**Goal of the exercise**
Your task is to extract the lines from the one holding "Can you find the dark doorway" through the end of the material. Set them down exactly and add nothing.

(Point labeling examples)

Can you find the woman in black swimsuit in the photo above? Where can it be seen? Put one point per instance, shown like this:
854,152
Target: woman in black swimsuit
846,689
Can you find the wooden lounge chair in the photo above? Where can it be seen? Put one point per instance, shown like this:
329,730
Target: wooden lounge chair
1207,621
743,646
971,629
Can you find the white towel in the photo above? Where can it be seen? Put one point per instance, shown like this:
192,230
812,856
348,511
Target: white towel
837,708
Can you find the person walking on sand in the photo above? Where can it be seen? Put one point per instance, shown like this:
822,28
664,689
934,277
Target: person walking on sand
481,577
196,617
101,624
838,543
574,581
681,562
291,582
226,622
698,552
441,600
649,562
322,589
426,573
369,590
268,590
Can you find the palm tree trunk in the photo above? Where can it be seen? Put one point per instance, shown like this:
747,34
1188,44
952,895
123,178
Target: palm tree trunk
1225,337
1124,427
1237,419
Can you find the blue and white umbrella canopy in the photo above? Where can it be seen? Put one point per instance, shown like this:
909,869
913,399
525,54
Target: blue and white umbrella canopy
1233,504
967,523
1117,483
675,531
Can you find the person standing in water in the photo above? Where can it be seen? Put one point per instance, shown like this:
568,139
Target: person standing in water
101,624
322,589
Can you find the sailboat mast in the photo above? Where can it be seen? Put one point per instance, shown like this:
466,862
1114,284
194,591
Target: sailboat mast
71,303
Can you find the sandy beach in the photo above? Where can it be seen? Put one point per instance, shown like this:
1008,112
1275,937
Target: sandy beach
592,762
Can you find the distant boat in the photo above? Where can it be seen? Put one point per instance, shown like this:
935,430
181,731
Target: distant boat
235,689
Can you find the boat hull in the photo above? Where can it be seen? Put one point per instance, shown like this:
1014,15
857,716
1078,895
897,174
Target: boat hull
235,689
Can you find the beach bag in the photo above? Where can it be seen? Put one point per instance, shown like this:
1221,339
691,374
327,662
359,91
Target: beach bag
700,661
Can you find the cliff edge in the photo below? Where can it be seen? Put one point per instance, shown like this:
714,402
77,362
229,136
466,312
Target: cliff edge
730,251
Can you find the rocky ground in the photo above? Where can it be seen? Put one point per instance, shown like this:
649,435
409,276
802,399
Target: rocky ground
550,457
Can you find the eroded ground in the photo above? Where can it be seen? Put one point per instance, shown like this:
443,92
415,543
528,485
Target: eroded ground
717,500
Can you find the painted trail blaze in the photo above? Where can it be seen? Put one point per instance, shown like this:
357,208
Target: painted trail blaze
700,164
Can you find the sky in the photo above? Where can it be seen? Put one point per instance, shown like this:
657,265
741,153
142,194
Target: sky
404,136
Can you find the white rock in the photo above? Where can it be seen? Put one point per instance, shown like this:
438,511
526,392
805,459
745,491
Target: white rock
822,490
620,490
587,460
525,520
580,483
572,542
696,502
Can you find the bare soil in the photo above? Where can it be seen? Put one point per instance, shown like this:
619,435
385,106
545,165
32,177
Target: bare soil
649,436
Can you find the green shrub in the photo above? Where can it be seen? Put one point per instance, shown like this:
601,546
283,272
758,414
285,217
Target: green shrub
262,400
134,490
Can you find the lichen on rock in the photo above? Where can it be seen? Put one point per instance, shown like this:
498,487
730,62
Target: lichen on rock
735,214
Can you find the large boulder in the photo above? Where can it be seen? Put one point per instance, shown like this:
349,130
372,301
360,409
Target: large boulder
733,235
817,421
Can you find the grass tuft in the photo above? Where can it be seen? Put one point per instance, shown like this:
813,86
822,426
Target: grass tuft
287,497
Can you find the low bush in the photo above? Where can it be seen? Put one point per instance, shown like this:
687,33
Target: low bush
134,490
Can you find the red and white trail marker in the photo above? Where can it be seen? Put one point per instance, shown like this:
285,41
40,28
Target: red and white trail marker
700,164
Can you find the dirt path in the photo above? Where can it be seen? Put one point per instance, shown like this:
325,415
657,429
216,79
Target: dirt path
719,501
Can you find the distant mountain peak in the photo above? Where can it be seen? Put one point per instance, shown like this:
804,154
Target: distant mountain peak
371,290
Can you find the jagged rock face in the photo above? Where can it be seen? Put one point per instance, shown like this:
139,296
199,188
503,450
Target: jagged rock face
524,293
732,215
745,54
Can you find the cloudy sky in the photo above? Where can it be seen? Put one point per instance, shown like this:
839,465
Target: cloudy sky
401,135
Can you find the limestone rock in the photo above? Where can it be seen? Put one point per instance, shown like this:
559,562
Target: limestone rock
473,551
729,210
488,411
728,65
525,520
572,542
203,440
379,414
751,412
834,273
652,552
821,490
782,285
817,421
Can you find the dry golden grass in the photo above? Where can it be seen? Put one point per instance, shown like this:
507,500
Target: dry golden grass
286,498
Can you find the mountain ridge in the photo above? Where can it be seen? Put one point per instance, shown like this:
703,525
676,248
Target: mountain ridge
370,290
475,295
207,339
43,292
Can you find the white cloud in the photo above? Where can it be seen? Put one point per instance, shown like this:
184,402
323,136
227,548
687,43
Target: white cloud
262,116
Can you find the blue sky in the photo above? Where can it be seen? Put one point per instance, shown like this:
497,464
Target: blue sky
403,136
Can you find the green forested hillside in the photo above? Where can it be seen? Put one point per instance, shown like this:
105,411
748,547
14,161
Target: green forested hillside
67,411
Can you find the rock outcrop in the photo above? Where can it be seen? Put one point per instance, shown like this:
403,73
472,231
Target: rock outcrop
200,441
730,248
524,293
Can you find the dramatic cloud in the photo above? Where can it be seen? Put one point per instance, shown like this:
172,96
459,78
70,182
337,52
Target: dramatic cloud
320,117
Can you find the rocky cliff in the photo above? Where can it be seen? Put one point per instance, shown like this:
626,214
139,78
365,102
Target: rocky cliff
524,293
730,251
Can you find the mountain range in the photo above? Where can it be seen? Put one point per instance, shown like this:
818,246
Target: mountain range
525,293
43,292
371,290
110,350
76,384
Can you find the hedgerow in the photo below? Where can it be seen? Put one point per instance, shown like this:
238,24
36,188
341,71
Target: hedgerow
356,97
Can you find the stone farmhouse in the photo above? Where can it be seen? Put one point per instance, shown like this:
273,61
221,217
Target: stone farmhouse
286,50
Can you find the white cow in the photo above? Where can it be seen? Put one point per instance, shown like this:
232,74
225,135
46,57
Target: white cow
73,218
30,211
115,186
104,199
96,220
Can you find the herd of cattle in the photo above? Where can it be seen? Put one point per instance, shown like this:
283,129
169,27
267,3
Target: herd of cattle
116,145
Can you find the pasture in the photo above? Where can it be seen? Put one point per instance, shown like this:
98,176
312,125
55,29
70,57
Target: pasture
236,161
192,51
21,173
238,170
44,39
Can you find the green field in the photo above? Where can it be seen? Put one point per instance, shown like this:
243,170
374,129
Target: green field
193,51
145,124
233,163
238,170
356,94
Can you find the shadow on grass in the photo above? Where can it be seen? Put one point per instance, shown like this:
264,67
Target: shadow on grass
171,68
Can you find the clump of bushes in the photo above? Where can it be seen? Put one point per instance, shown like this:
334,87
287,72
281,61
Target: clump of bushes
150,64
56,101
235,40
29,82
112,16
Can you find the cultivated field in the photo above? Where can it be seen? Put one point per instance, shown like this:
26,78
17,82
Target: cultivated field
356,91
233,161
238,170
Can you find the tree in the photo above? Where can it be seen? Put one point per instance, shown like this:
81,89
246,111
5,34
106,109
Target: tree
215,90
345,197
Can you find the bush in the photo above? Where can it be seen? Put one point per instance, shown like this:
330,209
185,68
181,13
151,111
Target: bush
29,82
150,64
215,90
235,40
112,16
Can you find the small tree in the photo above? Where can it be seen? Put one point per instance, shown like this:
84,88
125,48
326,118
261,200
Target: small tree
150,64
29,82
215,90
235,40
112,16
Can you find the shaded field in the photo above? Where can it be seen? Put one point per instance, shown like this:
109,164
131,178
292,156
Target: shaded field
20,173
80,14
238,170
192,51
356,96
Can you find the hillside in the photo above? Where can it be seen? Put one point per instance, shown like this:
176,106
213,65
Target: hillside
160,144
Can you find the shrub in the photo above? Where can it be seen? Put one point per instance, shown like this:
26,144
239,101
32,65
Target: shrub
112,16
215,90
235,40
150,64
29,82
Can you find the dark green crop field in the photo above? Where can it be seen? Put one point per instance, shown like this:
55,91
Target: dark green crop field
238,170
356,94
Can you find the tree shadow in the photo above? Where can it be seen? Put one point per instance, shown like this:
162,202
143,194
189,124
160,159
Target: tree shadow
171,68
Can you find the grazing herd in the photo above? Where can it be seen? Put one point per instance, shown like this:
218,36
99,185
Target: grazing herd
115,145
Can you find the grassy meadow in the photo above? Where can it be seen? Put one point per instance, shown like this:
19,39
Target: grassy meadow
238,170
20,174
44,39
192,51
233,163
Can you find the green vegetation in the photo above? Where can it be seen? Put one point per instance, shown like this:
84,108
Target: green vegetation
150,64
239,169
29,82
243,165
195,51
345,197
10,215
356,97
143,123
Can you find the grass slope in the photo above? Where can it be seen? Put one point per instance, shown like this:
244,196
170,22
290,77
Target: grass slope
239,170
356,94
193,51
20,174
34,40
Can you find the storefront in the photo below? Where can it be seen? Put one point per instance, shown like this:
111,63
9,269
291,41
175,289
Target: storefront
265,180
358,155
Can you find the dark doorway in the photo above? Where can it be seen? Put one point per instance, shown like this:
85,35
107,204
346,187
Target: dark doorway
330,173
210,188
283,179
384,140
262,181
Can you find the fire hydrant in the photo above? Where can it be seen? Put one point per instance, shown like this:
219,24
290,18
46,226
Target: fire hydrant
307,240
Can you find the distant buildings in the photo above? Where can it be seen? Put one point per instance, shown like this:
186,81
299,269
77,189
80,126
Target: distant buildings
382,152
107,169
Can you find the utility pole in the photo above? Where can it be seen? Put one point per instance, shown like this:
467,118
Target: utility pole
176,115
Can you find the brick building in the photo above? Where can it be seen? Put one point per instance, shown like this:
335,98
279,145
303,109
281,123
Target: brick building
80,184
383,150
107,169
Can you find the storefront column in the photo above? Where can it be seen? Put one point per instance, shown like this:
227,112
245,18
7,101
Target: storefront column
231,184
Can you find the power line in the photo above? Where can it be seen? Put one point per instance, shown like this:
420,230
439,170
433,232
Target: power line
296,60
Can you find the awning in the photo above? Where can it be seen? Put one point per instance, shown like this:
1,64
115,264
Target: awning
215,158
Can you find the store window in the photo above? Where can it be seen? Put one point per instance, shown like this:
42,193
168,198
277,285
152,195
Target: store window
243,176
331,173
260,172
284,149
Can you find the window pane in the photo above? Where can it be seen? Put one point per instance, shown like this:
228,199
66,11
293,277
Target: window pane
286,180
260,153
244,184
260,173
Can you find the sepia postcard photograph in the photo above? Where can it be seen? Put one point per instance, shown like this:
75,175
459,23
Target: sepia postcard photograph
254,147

**Expected answer**
Can you find the dark doorway in the photo above? Where can it be seen? Put one point per instance, shown like this:
85,35
107,204
346,187
Target: dark doorway
330,173
210,188
283,179
384,140
262,181
Can you find the fire hydrant in the photo above? Where can it be seen? Put one point per instance, shown like this:
219,24
290,18
46,226
Target: fire hydrant
307,240
Can you find the distant buildings in the photo above? Where can it be seen? Put one point per instance, shown like this:
186,81
299,269
77,189
80,126
Target: distant buildings
382,152
107,169
Can you find the utility pole in the photo above? Where can it be seen? Put one point per instance, shown like this:
467,118
Target: utility pole
176,115
Can you find the brick building in the photo above? Where can it be seen? Put one point per instance, shown like this:
335,98
279,145
303,109
281,123
Target: brick building
80,184
383,150
107,169
Can you find the storefront column in the photo above? Where can it be seen? Put one point per instance, shown like this:
227,112
245,18
7,101
Target: storefront column
231,184
Can you find the power line in the photo above? Where can it be seen? Put one point per instance, shown like this:
420,230
439,170
433,232
Target: power line
296,60
Can you find the awning in the photo above? Where can it be seen? Put one point per instance, shown like this:
1,64
115,264
Target: awning
215,158
Can you find the store window in the photo above? Where can it be seen? Put one point per instance, shown like this:
42,193
168,198
277,285
152,195
Target: store window
243,176
331,173
260,172
284,149
Can you find the window pane in the photo above? Where can it be seen? Put one point per instance, shown like this:
228,199
66,11
293,277
Target: window pane
286,180
260,153
244,184
260,173
Can you find the sepia postcard photograph in the photo above? Where can it be seen? Put one point per instance, shown like this:
75,175
459,23
Target: sepia postcard photograph
254,147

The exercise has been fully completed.